* [Work task]: Return every record below exactly as given, images excluded.

[Stored data]
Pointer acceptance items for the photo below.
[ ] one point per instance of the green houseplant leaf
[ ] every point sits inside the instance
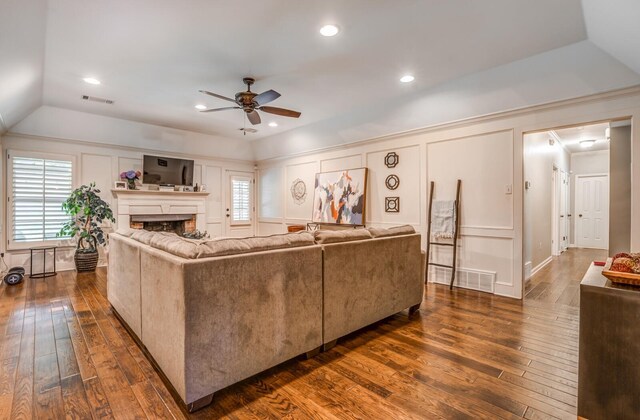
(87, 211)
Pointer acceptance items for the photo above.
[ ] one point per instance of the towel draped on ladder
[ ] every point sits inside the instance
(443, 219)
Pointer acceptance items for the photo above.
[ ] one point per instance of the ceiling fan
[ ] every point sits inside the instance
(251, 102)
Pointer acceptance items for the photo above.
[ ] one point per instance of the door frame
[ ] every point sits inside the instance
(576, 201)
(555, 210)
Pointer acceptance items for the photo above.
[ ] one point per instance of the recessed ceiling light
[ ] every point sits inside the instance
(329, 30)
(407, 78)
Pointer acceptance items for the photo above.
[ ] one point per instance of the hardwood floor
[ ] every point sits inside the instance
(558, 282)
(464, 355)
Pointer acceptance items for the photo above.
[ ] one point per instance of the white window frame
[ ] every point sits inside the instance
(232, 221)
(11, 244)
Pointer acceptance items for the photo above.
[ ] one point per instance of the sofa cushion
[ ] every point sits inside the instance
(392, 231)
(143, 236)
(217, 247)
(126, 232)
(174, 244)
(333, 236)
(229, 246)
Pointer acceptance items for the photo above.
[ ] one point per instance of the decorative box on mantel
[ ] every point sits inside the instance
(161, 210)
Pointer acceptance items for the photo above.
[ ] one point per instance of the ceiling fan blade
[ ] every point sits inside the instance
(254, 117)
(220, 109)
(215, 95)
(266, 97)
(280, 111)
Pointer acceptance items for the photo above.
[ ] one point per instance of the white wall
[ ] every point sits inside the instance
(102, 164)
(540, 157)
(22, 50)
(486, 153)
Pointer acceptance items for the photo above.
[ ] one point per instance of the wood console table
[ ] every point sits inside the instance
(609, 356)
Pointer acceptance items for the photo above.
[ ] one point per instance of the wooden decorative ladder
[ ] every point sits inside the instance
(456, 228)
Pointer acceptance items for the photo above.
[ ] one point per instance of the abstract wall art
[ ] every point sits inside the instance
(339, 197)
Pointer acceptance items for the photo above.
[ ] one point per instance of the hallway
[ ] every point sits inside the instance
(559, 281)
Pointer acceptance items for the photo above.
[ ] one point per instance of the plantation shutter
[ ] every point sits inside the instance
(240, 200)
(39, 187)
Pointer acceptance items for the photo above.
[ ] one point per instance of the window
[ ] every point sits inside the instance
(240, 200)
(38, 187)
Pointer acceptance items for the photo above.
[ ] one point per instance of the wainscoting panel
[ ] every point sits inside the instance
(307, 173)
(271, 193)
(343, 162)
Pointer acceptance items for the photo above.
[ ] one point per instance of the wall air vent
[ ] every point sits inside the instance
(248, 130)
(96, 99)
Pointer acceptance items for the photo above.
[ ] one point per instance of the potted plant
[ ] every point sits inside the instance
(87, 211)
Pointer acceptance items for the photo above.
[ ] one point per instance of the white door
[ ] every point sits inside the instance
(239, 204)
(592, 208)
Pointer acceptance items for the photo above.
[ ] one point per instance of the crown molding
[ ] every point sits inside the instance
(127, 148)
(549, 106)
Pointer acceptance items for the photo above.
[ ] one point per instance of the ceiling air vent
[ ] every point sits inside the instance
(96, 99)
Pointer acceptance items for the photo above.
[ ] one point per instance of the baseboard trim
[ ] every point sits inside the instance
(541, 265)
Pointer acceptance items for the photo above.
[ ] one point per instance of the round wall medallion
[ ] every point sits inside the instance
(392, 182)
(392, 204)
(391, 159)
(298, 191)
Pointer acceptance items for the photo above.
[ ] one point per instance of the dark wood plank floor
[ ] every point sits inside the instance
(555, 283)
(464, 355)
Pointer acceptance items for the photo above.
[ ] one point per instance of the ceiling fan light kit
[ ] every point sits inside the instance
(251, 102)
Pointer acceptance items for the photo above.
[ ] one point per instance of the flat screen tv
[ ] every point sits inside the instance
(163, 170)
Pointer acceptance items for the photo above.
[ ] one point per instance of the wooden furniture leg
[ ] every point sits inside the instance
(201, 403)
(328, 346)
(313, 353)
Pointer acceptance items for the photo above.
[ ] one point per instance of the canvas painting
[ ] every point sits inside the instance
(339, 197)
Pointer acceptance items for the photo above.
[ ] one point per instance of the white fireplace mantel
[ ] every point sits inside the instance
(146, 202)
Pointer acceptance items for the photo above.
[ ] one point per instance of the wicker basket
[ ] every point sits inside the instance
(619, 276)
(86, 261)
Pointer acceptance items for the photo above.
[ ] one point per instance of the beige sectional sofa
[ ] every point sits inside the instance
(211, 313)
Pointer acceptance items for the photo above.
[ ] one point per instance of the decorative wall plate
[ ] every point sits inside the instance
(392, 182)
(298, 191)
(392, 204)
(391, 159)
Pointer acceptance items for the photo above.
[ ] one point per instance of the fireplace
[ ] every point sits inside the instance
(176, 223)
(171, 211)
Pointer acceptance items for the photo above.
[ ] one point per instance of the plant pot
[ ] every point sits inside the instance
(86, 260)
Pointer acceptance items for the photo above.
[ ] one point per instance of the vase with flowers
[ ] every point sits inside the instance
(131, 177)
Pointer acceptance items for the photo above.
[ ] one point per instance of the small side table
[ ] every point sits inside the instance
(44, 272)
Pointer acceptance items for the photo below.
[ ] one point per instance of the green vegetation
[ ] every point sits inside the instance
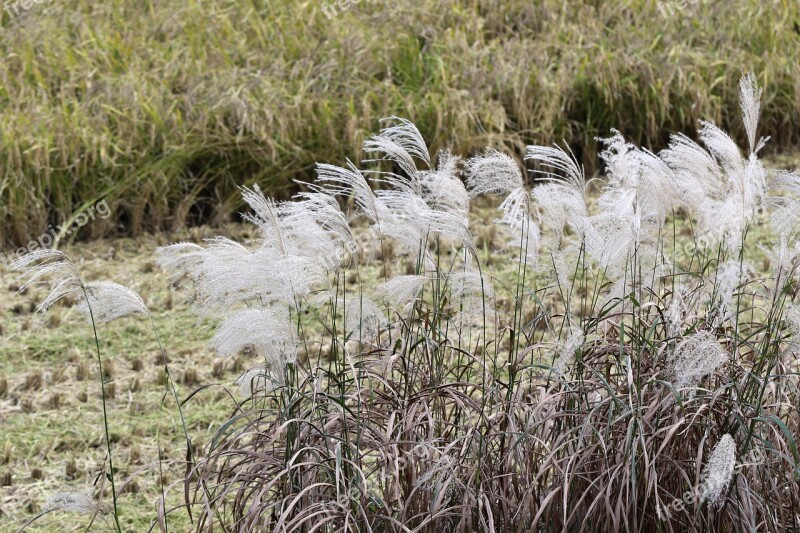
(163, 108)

* [Solution for this problem]:
Pointer acceptance items for the photo below.
[ ] one point per instance of the green houseplant leaf
[ ] every point sits inside the instance
(87, 211)
Pointer acceptance items for the photo above.
[ ] one point per instance of the towel draped on ladder
[ ] every point sits inside the instance
(443, 219)
Pointer acceptance items for the photo above.
[ ] one point per instance of the ceiling fan
[ ] every point sits inside the instance
(251, 102)
Pointer acceptance items for the photo above.
[ ] one point per instance of the door frame
[ ] every point sits inside the instance
(576, 201)
(555, 210)
Pointer acceptance items for the photo above.
[ ] one point per instance of the recessed ceiling light
[ ] every point sits inside the instance
(329, 30)
(407, 78)
Pointer acceptance items for the photo above.
[ ] one point per instance of the hardwood floor
[ ] every point sits inside the instance
(558, 282)
(464, 355)
Pointer acceptance items for the photo above.
[ ] one point per instance of the white window frame
[ ] every point sits inside the instance
(232, 221)
(11, 244)
Pointer acceptance items for the photo above.
[ ] one point per instance of the sofa cushion
[ ] every point sits inside the instance
(392, 231)
(143, 236)
(217, 247)
(126, 232)
(174, 244)
(333, 236)
(229, 246)
Pointer acceptance items for the photo above.
[ ] one point per instance of the decorative box on mantel
[ ] every point sits inside the instance
(161, 210)
Pointer acceptance items for the photo above.
[ ] one point per instance of the ceiling fan blade
[ ] every point sits inside the instance
(254, 117)
(220, 109)
(215, 95)
(266, 97)
(280, 111)
Pointer acceptance items for the photo above.
[ ] one point per instance of the white wall
[ ] every point sits inside the instance
(102, 164)
(540, 157)
(22, 50)
(486, 153)
Pointer acceptance items for the photo above.
[ ] one point per instance of the wood console table
[ ] every point sits inside the instance
(609, 356)
Pointer acceptance items for the photo above.
[ ] one point per instance of the wooden decorative ladder
[ ] every point sits inside the instance
(456, 228)
Pointer acceptance items for the photo above.
[ ] one point per instance of the abstract wall art
[ ] every point sits inside the instance
(339, 197)
Pointer acceptance items for the photo above.
[ ] one point per instance of the hallway
[ ] every point sits inside the instance
(559, 281)
Pointer acceptance items for the photo above.
[ ] one point per instance of the plantation shutter
[ ] every point sits inside the instance
(240, 200)
(39, 187)
Pointer acceptance items for the photo above.
[ ] one point per instance of the window
[ ] every point sits inside the instance
(240, 200)
(38, 187)
Pointer acceptance items for the photo above.
[ ] one point per instance of the wainscoting panel
[ ] every point sits inside the instance
(307, 173)
(271, 193)
(343, 162)
Pointer acceptance items for the photo above.
[ ] one point per instance of the wall air vent
[ ] every point sits inside the instance
(248, 130)
(96, 99)
Pointer acceptance items for the photo above.
[ ] one point per instance of the potted plant
[ ] every point sits inside the instance
(87, 211)
Pointer acceptance items for the photo above.
[ ] one point per instance of the white door
[ ] every point sits inside the instance
(239, 204)
(592, 208)
Pointer acceptance items for the photo above.
[ ] one point per instance of the crown molding
[ ] every point sits inside the instance
(127, 148)
(549, 106)
Pointer acceptance items for the photo above.
[ ] one point per instance of the ceiling air vent
[ ] every point sits inside the instance
(96, 99)
Pointer acceptance items for the photo above.
[ ] one point per instance of the baseboard trim
[ ] every point sits inside the instance
(541, 265)
Pointer acceptance items for the photo above.
[ ] one point per instance of the round wall medallion
[ ] every point sits inside the instance
(392, 182)
(392, 204)
(391, 159)
(298, 191)
Pointer acceptance items for the photo above.
[ ] one point per instance of the dark wood plank floor
[ ] every point sits inside the instance
(555, 283)
(464, 355)
Pointer acceptance items for the photo above.
[ ] one point per instance of the ceiling fan light kit
[ ] every point sits inside the instance
(251, 102)
Pointer acceptance items for the photo above.
[ ] one point per instance of the flat screen tv
[ ] every point sits inside the instance
(163, 170)
Pointer acceptance items for the photo above.
[ ] one point per instance of the wooden furniture leg
[ ] every point sits inside the instance
(201, 403)
(328, 346)
(313, 353)
Pointer acceptance items for the photo above.
[ ] one point per instance of the canvas painting
[ ] every point sits inside the instance
(339, 197)
Pointer acceptance items for the photo above.
[ ] one point per instance of the white fireplace mantel
[ ] every point sits inside the instance
(146, 202)
Pointer acceptance items for the photo above.
[ ] one point per instance of the wicker basket
[ ] every point sits inside the instance
(619, 276)
(86, 261)
Pointer acceptance items for the photo above.
[ ] one point per instance of the beige sectional sofa
[ ] every point sits inside the instance
(211, 313)
Pointer acceptance items for the photo above.
[ ] one point per instance of the decorative wall plate
[ ] every point sits inside the instance
(392, 182)
(298, 191)
(392, 204)
(391, 159)
Pointer acceptance items for the photo above.
[ ] one point per instance of the fireplace
[ ] every point sits inside the instance
(176, 223)
(171, 211)
Pointer acceptance items for the photo above.
[ ] one point per instance of the plant pot
[ ] every point sits inside the instance
(86, 260)
Pointer acceptance items for the photo above.
[ ] one point per instance of the vase with flowers
[ ] every point sits inside the instance
(131, 177)
Pointer acceptance items for the photo above.
[ ] one point per instance of the small side table
[ ] every point sits inside the instance
(44, 272)
Pointer acceptance items for the photo below.
[ ] one point per instance of the green vegetation
[ ] every point sits inside the instance
(163, 108)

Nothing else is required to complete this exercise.